Begin at the line that contains "Q: Point out each instance of the ear in" and repeat every line from there to the end of the records below, inclusive, without adding any other line.

######

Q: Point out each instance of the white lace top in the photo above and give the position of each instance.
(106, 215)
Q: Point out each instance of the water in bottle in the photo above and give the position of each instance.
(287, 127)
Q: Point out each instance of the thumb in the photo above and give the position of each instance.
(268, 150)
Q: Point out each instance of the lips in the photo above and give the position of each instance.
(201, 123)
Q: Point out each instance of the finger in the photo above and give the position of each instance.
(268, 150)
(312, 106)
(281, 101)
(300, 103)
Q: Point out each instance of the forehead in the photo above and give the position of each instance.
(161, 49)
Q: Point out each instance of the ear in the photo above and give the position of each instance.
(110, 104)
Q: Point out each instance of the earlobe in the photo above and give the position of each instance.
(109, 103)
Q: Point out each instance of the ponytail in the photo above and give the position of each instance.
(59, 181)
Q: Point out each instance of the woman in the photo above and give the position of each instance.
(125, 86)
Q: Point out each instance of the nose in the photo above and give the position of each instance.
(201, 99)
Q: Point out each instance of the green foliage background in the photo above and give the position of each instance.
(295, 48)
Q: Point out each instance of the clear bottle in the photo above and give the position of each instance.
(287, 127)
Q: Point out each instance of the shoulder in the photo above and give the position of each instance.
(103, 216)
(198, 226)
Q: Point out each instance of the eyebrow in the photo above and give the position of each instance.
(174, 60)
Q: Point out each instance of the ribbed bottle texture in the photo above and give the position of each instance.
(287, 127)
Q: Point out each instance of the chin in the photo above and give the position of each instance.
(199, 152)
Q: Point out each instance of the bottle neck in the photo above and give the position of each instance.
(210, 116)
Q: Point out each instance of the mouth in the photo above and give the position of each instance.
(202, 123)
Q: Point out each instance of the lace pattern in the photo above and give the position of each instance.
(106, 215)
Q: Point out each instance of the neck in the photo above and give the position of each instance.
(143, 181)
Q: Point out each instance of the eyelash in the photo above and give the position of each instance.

######

* [Final result]:
Q: Point out each instance of the ear in the photo above and give the position of each instance.
(110, 104)
Q: Point out each instance of the earlobe in the photo above and give the position of each instance.
(109, 103)
Q: Point out each instance of the ponytail in the photo above and give the position of each instance.
(59, 181)
Q: Point out each instance of the woman in the photo above and give the position of each instance.
(125, 86)
Q: Point out each instance of the nose in the photo above and give the position of each instance.
(201, 99)
Q: Point out each instance of the green foliage background in the photo above and give the position of each instance.
(295, 48)
Q: Point out each instance of the clear bottle in the photo above and give the position of each instance.
(287, 127)
Q: Point out each instance of the shoulder in the photo above and give the position of each instance.
(103, 216)
(198, 226)
Q: Point out each instance of the eyebrow in the photo above and give the position of each instance.
(174, 60)
Q: Point out each instance of the ribbed bottle texture in the photo above and give the position of each instance.
(287, 127)
Q: Point out each instance of the chin in the photo above and give the position of each instance.
(199, 152)
Q: Point out each instance of the bottle neck in the photo above and give the position of each instance.
(210, 116)
Q: Point out each instance of the mouth in the photo above and give the position of each instance.
(202, 123)
Q: Point out each instance of the lace pattern in the photo above and give the position of each instance.
(106, 215)
Q: Point out each instance of the neck in the photo above and give the position of each instance.
(143, 181)
Q: Point out each instance of the eyelash in the photo above and give the position of each instance.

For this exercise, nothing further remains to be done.